Excerpt:

**********

SNELLVILLE, GA (CBS ATLANTA) -
Andy Copeland and his daughter, Paige, were brought to tears on Monday after the Snellville Tourism and Trade Association presented them with a check for $19,000.
The check will go to help Aimee Copeland, 24. Aimee is a West Georgia University student who lost her left leg, right foot and hands to flesh-eating disease.
"That is going to go a long way to getting Aimee a new lease on life," Andy Copeland said.
Aimee graduated from Snellville Middle School and South Gwinnett High School.
City leaders and citizens have banded together to involve the whole community in this fundraising effort to aid the Copeland family with its expenses.
"The $19,000 could go a long way towards her prosthetic limbs," Andy Copeland said. "I mean, the prosthetic limbs are expensive. We are going to need a manual set and a myoelectric set."
On Monday, the city also honored two of its citizens, Vickie Gallup and Brianna Quador. The mother-daughter team was essential in organizing the fundraiser. Most of the donations came from the Snellville Sizzling Summer Weekend, an annual event last month that Gallup and Quador saw as an opportunity to dedicate to Aimee and raise some money.

**********

(Dataset entries)

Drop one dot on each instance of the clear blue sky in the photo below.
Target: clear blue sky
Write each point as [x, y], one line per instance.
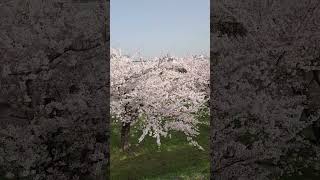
[157, 27]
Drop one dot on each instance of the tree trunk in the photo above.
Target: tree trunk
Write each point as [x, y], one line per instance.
[125, 132]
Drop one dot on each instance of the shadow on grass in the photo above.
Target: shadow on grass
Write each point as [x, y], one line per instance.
[175, 159]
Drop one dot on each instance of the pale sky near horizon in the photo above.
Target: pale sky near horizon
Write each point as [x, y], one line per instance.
[158, 27]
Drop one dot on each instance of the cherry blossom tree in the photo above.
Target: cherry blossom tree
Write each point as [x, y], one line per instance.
[162, 95]
[263, 89]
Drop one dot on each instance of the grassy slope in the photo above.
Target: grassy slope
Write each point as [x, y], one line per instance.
[175, 159]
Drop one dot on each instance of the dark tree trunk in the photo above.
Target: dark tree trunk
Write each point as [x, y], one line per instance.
[125, 132]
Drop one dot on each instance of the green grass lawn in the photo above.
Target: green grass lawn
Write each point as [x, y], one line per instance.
[175, 159]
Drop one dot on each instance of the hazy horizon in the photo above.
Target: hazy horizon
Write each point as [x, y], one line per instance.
[156, 28]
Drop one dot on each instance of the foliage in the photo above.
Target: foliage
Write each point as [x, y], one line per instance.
[260, 87]
[167, 92]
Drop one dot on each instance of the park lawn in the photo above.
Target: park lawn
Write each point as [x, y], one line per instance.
[175, 159]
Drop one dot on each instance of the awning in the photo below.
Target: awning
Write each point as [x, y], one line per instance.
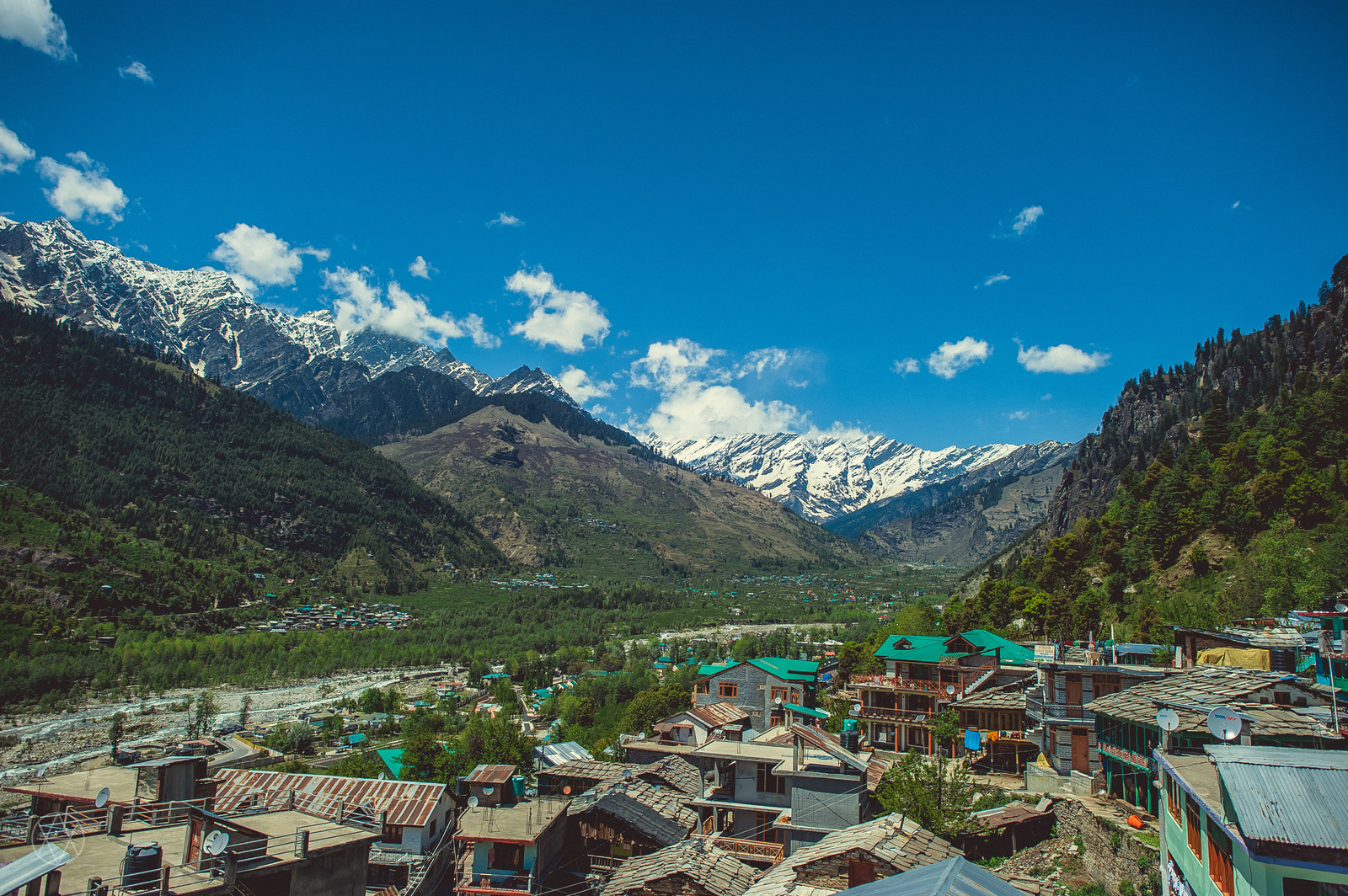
[801, 711]
[40, 861]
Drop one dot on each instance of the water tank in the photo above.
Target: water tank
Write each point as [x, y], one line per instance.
[141, 868]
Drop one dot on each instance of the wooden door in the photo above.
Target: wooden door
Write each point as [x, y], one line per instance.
[1080, 751]
[859, 872]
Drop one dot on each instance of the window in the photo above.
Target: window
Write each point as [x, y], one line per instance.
[1174, 797]
[1219, 860]
[1193, 825]
[768, 781]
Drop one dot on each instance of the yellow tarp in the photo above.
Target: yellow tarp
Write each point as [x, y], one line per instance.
[1242, 658]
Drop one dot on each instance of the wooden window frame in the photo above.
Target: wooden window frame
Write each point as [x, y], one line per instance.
[1220, 869]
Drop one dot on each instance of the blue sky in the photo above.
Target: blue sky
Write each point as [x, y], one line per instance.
[727, 216]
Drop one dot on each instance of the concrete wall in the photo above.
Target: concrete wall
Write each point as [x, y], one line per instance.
[332, 872]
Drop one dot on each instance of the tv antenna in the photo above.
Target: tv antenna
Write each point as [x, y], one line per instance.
[1224, 724]
[216, 842]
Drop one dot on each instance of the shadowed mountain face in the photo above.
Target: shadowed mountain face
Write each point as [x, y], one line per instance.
[549, 496]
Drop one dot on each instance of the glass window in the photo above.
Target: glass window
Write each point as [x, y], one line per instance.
[1219, 860]
[1193, 825]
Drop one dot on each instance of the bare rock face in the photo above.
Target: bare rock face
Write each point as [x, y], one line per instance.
[1163, 408]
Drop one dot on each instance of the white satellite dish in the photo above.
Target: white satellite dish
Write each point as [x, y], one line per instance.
[216, 842]
[1224, 724]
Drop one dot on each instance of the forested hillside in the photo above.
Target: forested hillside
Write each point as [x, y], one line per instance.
[107, 429]
[1213, 492]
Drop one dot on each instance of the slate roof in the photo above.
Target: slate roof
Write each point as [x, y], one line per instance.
[406, 802]
[635, 814]
[1008, 697]
[891, 839]
[1286, 795]
[1208, 687]
[950, 877]
[714, 869]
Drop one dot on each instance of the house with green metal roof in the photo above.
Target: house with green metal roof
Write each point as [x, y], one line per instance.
[923, 674]
[761, 687]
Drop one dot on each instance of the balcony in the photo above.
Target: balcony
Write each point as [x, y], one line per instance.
[896, 684]
[1037, 707]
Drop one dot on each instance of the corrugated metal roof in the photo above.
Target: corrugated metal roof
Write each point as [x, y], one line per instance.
[1286, 795]
[491, 774]
[406, 802]
[950, 877]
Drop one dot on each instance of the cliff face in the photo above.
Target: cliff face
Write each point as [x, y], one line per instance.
[1249, 371]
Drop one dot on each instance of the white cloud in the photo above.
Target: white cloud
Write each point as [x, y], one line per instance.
[397, 312]
[13, 152]
[1024, 221]
[34, 24]
[581, 387]
[258, 259]
[696, 399]
[559, 317]
[83, 190]
[422, 269]
[1060, 359]
[136, 71]
[954, 357]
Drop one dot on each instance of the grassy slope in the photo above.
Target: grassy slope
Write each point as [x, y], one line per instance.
[548, 498]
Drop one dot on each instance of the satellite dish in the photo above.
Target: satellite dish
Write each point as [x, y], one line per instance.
[1224, 724]
[216, 842]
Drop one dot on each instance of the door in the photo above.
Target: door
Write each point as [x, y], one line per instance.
[1080, 751]
[859, 872]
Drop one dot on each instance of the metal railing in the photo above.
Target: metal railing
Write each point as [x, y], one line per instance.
[1046, 711]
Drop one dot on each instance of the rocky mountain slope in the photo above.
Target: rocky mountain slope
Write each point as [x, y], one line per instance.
[1244, 371]
[293, 361]
[824, 477]
[968, 529]
[546, 495]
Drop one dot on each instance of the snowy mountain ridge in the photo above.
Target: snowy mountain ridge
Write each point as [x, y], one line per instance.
[824, 476]
[202, 317]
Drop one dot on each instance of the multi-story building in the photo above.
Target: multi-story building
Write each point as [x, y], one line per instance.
[1254, 821]
[1064, 727]
[1276, 709]
[781, 795]
[927, 674]
[762, 689]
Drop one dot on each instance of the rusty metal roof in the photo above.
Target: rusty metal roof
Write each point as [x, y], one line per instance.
[404, 802]
[491, 774]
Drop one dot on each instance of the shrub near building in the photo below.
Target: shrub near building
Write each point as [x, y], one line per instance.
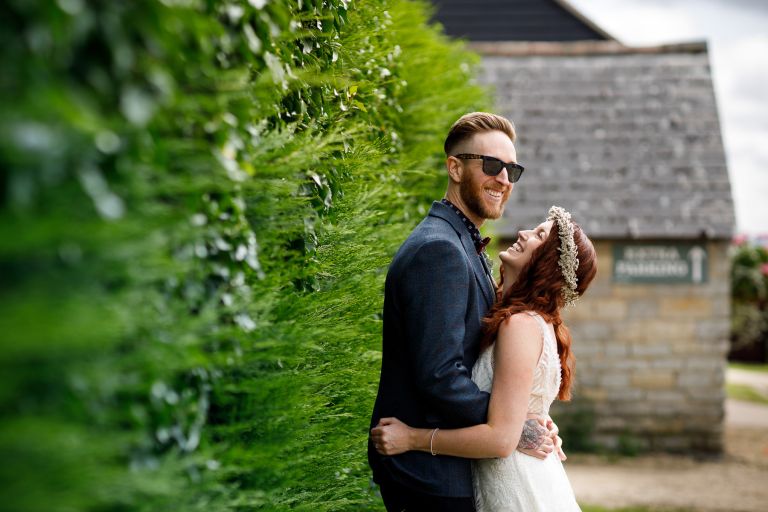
[199, 201]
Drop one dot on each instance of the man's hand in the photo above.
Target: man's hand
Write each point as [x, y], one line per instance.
[391, 436]
[553, 433]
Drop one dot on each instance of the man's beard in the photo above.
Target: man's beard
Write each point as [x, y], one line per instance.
[472, 197]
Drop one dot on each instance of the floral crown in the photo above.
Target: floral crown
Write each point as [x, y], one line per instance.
[569, 261]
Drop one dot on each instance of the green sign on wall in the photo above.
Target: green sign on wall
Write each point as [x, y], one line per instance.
[660, 263]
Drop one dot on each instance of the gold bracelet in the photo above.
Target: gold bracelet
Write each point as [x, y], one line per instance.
[431, 439]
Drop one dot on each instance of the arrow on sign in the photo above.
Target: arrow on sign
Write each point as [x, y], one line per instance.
[697, 256]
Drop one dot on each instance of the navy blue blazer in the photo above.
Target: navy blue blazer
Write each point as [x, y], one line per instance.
[437, 291]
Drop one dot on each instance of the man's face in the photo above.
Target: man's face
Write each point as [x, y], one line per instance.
[486, 195]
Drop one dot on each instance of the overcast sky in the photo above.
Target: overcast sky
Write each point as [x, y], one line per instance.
[737, 33]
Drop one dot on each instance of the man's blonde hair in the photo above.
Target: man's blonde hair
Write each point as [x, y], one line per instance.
[476, 122]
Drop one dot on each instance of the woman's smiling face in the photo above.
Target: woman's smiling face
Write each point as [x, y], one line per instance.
[519, 253]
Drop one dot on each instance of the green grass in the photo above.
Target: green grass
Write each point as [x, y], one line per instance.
[746, 394]
[752, 367]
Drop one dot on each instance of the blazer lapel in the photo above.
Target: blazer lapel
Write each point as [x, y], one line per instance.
[482, 273]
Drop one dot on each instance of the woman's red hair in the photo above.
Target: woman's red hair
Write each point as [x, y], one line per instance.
[539, 288]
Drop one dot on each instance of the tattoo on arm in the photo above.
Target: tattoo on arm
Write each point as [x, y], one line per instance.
[532, 436]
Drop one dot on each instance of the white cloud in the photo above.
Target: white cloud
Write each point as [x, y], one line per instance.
[738, 42]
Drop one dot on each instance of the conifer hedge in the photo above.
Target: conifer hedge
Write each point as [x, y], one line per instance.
[199, 199]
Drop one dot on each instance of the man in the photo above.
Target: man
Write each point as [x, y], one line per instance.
[438, 289]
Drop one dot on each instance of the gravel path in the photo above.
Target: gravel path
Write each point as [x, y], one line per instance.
[736, 483]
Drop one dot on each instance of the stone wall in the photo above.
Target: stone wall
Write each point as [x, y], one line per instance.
[651, 358]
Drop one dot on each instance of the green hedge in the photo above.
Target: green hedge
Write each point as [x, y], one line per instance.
[199, 201]
[749, 299]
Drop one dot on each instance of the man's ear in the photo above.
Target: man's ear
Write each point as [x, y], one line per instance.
[455, 169]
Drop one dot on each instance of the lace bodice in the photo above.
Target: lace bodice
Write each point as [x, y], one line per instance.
[546, 376]
[521, 483]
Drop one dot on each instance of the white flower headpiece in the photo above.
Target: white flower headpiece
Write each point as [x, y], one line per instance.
[569, 261]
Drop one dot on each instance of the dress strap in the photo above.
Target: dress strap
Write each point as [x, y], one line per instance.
[543, 326]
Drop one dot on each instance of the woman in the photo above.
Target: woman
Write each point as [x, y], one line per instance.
[526, 364]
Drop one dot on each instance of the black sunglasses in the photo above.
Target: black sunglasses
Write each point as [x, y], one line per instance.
[493, 166]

**********

Required actions:
a) Using the news article above about the fundraiser for Aimee Copeland, answer these:
(i) What amount was on the check presented to Andy and Paige Copeland?
(ii) Which high school did Aimee graduate from?
(iii) From which event did most of the donations come?
b) Continue the news article above about the Snellville fundraiser for Aimee Copeland, picking up after its final sentence.

Results of the exercise:
a)
(i) $19,000
(ii) South Gwinnett High School
(iii) The Snellville Sizzling Summer Weekend

b)
"We are all here for them to help each other out. That is what Snellville is known for," said Quador.
Quador went to elementary school with Aimee and graduated the same year from South Gwinnett High School.
"It is close to home. It really touches close to home, and you want to do anything you can to help," Quador said.
On July 2, Aimee was released from Doctors Hospital in Augusta and moved to an inpatient rehabilitation clinic. Officials said she will spend the next several weeks learning to move herself with the aid of a wheelchair.
Andy Copeland hopes to have his daughter home by mid-August, right around the same time a newly constructed handicap accessible section of their Snellville home will be finished.